Выполните задания:
A – Что, согласно тексту о колонии, заключённый называет, когда входит к начальнику?
B – Продолжите текст о колонии, начав сразу после его последней фразы.

Выбранный текст:
★ ★ ★ ★
Получив наш отряд, она стала знакомиться с нами индивидуально и вызывала нас по одной в кабинет. Дошла очередь до меня. Я вошла, доложилась, как положено (когда заключённый входит к начальнику, он называет себя, свою статью, номер отряда и бригады), она указала мне на стул и спросила, знаю ли я, в чём состоит моя главная обязанность по отношению к ней, начальнице. Я молчала в недоумении. «Вы обязаны открыть мне свою душу», – сказала она железным голосом.
Администрация исправительных заведений уверена, что у заключённых слишком много прав. Сколько раз я слышала там эту фразу и думала: «Что же ещё нужно, какие бездны унижения ещё нужны, чтобы эти люди осознали своё отношение к заключённым как негуманное?»
Среди колонийской администрации был один сотрудник, которого осуждённые уважали. Он выделялся культурой манер, речи, вежливым обращением с заключёнными женщинами. Однажды во время построения, вечером, он сделал замечание женщине, курившей в строю. То ли она не услышала замечания, то ли не смогла расстаться сразу с сигаретой, но она сделала ещё одну-две затяжки. Сверкнул огонёк сигареты, начальник быстро подошёл и ударил женщину по лицу Строй ахнул. «А я-то его человеком считала», – послышалось сзади.
★ ★ ★ ★
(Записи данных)
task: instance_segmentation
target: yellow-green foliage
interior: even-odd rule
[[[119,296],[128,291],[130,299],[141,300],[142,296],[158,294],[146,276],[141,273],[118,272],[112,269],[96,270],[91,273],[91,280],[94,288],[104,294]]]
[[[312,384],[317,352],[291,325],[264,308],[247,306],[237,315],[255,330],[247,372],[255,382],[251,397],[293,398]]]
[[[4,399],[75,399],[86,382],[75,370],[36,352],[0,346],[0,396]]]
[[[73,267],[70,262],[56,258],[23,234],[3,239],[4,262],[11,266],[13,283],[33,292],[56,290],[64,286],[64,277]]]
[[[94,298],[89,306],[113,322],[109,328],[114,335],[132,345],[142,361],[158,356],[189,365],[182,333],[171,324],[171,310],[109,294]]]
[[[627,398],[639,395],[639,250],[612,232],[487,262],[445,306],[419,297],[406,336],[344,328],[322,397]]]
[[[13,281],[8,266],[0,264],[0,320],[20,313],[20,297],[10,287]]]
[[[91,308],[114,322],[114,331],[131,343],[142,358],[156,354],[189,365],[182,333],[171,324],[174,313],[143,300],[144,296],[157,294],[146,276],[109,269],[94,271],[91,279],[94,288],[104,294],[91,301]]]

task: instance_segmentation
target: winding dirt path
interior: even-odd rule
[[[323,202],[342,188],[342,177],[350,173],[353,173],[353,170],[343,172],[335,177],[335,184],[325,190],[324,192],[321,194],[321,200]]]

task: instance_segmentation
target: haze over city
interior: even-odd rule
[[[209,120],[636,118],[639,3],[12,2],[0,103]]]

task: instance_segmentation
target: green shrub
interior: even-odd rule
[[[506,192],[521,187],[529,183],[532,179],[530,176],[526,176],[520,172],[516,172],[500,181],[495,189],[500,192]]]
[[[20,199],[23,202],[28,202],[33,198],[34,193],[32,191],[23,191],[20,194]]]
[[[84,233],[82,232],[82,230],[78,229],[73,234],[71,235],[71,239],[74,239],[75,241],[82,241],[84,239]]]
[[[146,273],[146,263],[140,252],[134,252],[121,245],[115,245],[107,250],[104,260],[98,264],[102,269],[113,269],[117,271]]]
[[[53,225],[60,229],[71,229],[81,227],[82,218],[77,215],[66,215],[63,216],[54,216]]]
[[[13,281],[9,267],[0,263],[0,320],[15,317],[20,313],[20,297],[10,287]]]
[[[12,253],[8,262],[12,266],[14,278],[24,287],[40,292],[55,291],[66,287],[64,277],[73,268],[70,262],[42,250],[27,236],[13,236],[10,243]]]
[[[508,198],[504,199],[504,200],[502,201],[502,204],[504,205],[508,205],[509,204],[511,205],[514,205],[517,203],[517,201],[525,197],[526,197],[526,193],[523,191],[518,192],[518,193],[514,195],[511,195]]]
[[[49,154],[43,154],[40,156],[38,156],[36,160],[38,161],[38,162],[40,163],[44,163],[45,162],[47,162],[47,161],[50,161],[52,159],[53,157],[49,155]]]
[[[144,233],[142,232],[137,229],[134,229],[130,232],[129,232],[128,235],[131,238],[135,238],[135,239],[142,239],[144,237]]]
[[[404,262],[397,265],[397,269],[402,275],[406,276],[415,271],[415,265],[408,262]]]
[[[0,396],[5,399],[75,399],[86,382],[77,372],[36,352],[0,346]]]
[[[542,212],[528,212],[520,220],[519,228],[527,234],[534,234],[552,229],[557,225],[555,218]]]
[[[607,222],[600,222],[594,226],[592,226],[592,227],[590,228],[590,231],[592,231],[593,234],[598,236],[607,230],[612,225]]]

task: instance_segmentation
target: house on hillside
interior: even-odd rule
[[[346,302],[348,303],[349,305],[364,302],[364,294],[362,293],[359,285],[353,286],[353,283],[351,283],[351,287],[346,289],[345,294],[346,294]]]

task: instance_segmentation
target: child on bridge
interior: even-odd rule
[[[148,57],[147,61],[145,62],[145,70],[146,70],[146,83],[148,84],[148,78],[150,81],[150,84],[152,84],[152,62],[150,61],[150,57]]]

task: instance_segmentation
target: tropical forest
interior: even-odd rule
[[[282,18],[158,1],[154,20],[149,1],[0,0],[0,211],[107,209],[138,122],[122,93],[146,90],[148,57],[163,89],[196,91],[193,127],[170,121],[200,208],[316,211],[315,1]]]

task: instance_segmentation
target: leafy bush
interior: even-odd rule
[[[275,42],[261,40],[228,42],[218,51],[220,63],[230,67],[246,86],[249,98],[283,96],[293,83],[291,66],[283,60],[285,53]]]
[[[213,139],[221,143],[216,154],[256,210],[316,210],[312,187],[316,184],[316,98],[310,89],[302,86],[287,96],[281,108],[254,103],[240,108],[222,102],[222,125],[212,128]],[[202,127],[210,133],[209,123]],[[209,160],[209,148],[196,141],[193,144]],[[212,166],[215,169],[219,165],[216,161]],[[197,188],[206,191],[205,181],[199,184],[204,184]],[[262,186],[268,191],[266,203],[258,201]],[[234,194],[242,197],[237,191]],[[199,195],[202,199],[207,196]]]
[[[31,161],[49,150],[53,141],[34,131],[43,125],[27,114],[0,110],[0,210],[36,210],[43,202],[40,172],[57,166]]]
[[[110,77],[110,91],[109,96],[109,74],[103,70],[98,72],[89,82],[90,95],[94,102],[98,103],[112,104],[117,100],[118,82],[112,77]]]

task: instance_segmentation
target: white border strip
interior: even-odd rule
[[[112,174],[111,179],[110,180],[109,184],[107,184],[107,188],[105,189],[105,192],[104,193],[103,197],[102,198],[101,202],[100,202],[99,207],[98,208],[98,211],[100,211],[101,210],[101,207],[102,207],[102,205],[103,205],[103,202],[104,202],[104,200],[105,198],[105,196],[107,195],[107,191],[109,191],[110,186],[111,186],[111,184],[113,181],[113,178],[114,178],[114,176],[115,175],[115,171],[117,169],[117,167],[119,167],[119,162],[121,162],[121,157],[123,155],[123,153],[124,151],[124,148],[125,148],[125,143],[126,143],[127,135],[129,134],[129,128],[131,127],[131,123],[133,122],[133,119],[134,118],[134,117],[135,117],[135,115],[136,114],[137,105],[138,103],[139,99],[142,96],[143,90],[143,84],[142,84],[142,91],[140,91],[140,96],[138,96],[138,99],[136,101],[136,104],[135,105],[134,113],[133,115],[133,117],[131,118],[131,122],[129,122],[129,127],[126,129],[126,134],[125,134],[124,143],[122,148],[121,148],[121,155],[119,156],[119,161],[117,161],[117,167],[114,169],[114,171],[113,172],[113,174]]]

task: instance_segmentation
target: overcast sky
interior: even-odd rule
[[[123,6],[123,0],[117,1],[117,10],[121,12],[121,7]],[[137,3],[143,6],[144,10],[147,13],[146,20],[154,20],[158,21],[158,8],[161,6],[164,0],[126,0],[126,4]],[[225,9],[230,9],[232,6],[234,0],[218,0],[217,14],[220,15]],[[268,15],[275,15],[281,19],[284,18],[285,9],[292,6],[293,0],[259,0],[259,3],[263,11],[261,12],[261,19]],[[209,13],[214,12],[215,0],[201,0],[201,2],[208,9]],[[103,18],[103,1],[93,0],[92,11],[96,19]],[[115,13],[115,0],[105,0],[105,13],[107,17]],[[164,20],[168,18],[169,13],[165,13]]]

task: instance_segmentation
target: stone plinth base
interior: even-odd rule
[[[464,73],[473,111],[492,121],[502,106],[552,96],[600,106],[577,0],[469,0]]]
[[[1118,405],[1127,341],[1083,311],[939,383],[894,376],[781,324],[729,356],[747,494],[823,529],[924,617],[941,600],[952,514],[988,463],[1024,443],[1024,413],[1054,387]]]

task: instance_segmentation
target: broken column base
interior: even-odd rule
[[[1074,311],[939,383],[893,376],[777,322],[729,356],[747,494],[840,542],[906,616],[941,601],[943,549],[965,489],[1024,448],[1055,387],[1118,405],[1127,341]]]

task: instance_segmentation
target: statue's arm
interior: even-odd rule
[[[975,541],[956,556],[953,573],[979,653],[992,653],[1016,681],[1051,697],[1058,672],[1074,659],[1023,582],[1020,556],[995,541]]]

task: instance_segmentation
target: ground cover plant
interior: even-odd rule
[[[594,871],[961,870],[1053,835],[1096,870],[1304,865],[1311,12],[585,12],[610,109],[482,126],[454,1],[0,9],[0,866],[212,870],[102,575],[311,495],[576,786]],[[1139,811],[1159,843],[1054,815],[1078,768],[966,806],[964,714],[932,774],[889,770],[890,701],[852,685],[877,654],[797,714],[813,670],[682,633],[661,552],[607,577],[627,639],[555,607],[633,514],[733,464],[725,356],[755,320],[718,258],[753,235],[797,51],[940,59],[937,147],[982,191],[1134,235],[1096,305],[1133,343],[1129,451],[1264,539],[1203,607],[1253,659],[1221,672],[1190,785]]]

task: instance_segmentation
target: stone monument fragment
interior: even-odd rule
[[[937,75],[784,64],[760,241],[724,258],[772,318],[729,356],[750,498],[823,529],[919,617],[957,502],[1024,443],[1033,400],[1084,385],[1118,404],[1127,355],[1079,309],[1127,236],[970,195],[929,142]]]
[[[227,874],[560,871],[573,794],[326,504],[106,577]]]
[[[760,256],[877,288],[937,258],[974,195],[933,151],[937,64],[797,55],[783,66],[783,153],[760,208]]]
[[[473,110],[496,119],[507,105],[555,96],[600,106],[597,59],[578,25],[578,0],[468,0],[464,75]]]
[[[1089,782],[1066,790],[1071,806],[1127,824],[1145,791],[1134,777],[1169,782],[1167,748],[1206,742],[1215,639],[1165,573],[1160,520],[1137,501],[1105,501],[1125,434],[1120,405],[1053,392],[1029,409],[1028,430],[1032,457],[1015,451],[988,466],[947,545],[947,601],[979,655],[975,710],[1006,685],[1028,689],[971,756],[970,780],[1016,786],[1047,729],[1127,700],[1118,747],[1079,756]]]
★ ★ ★ ★
Ответы к заданиям:
A – Себя, свою статью, номер отряда и бригады.

B –
В тюрьме и в колонии предусмотрены регулярные обыски. Первому обыску человек подвергается ещё в КПЗ, второму, капитальному, – при водворении в тюремную камеру. Эти первые два обыска остались в моей памяти как бредовый кошмар. Женщины, производящие обыск, находятся с осуждённой один на один. Они совершенно бесконтрольны, безнаказанны. Понятно, что сама процедура обыска унизительна для человеческого достоинства, но провести её можно по-разному. Тюремные контролёры, производящие обыск, усугубляют его унизительность, как только могут. Они оскорбляют обыскиваемого словами, тоном, жестами, обращением с его личными вещами – например, с фотографиями. Одна из этих женщин издевалась надо мной, держа в руках фотографию моего сына и отпуская по её поводу шуточки. Она ощупывала каждый предмет из моей сумки и внимательно наблюдала за моим лицом. Уловив волнение, она весело кричала: «Нельзя! Этого нельзя!» – и отбирала вещь.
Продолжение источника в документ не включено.